Set exercise »
Reproduce each of the following records word for word, leaving out the pictures.

Supplied material »
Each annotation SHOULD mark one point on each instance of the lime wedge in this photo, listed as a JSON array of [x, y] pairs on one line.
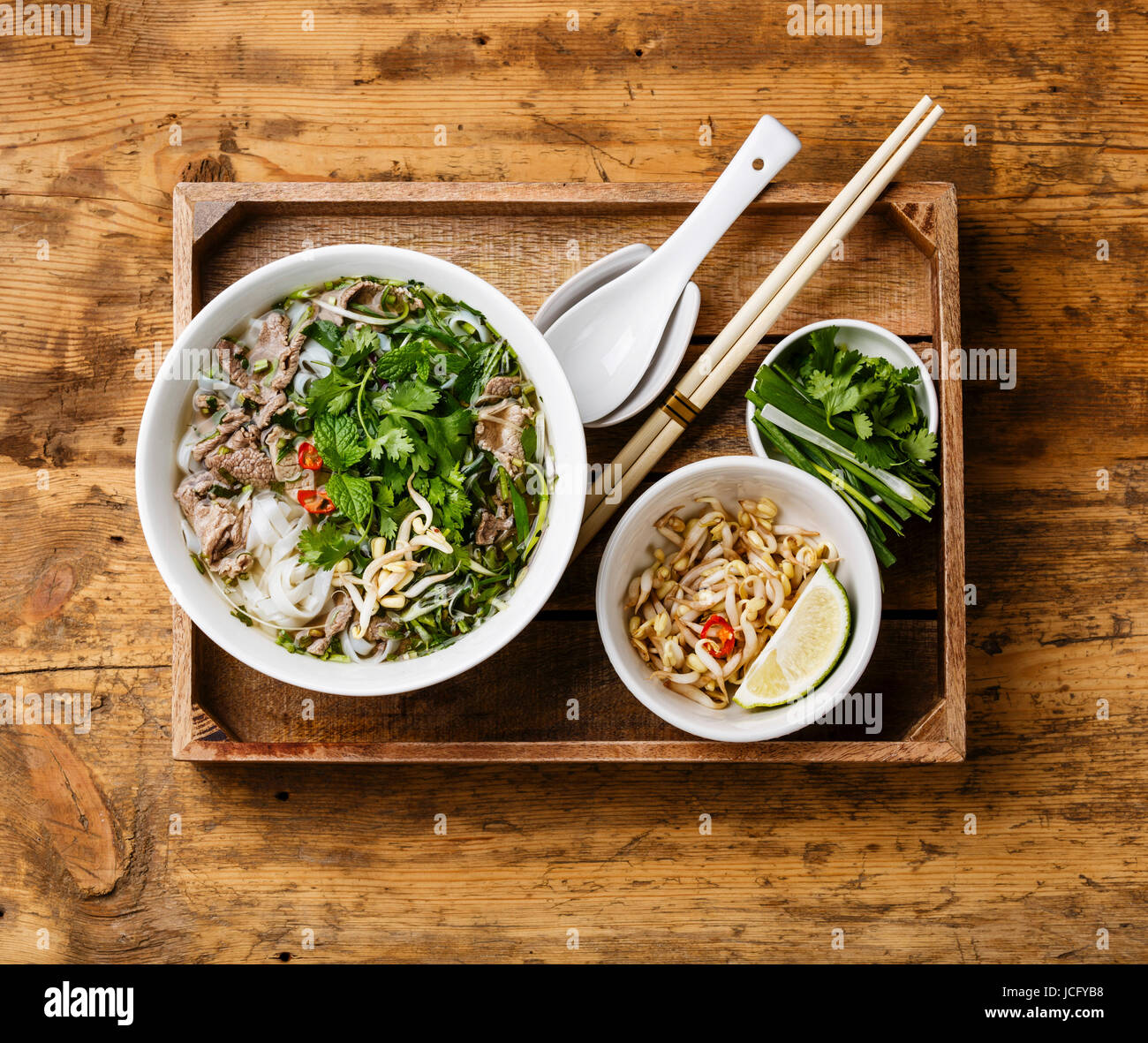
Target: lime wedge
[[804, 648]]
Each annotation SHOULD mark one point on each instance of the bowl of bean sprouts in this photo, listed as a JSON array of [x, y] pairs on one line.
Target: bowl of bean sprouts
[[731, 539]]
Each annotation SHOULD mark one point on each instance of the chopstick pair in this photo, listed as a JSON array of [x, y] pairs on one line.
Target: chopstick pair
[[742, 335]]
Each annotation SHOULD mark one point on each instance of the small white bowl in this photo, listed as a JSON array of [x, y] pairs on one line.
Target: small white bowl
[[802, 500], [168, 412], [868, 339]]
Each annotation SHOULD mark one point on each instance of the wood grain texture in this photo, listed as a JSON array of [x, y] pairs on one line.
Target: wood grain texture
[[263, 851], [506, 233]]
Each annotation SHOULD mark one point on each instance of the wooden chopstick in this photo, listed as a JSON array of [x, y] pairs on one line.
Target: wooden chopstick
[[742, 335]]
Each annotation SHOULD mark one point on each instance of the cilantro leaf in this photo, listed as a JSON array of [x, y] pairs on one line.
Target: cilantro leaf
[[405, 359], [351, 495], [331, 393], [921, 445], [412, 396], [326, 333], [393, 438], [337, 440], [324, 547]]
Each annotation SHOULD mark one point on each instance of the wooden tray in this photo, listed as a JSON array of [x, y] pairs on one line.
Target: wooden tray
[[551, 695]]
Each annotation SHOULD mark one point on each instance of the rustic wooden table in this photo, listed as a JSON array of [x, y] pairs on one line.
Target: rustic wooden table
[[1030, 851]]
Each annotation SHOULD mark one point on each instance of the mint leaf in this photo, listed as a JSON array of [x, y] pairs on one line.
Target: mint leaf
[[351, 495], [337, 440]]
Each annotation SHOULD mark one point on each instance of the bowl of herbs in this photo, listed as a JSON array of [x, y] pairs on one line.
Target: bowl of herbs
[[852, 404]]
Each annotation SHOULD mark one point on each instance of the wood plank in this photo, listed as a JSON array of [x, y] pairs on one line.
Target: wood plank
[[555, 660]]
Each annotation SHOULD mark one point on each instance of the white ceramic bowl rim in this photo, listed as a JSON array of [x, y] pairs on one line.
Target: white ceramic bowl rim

Solution »
Each annotation SHOULD mark one point on each instance of the lime wedge in this photo, listed as a JSON array of [x, y] pairs on one line.
Target: lime wedge
[[804, 648]]
Each annotation SHOULD mark one point on each instance of the bowl of bean sprouts in this photo, listed as a JSON array of [x, y] pairs on one line.
Target: bowl of bean sprouts
[[731, 539]]
Each annotation SHOULD mark one point on each instance of the chopstick pair in this photo, listed as a JSON array of [x, y] pairs on one line.
Target: chopstick pair
[[742, 335]]
Each annotation SHOULD mark one point on each instance of the small white bowl in this photo, listed as a JSON array of [x, y] pairs on one line.
Target: small white bowl
[[802, 500], [168, 412], [868, 339]]
Each annotation SHOULD mark one point on each instance of the wood grain texture in this photo, listed as a JSON array of [x, y] pairs on one line.
Target: wood grain texture
[[263, 851], [506, 233]]
Each annotation SHOULD mark one point on each instance of the wooden chopstick in this photo, listed as a JSON array of [x, y] pairs on one line.
Target: wooden chopstick
[[742, 335]]
Each annotation SHOULD mark one point on each instance of the cilantro leaf in this photo, listed as a JSON array of [x, y] pairs on one line.
Target: cilantro leaf
[[405, 359], [351, 495], [331, 393], [921, 445], [412, 396], [326, 333], [393, 438], [337, 440], [324, 547]]
Each annotation SHOULD mark one point on each instance of the wooden tray in this photo, listed as a JSON array of [x, y] pairs on one line.
Target: wooden tray
[[551, 695]]
Each annotation SHOULD mark one point on each instance of the rustic wooden table in this photo, listed as a JSON array of [x, y] pairs on one line.
Target: rustic wooden table
[[1030, 851]]
Each annotation SHOULD mark one point on each instance of the mint leaf in this photo, listed as a JSON array of [x, y] pairs on one line.
Target: mint leaf
[[351, 495], [337, 440]]
Each annotation SHOULD mark one point on each instance of the bowl of herbs in this photo, listed as a JSON array of [x, y] pairs on one line.
Target: bowl of herbs
[[852, 404]]
Each annotation SHOULD mark one point on each instance of the wood plank in this photo, listed as a JSON array of [x, y] pairs on one line.
Target: wood plank
[[555, 660]]
Each annotation SHOULD mark one point on each instance of the white ceramic bowl rim in this photo, listed as a JSON array of [x, y] pairs on one line.
Target: white ceramic bowl rim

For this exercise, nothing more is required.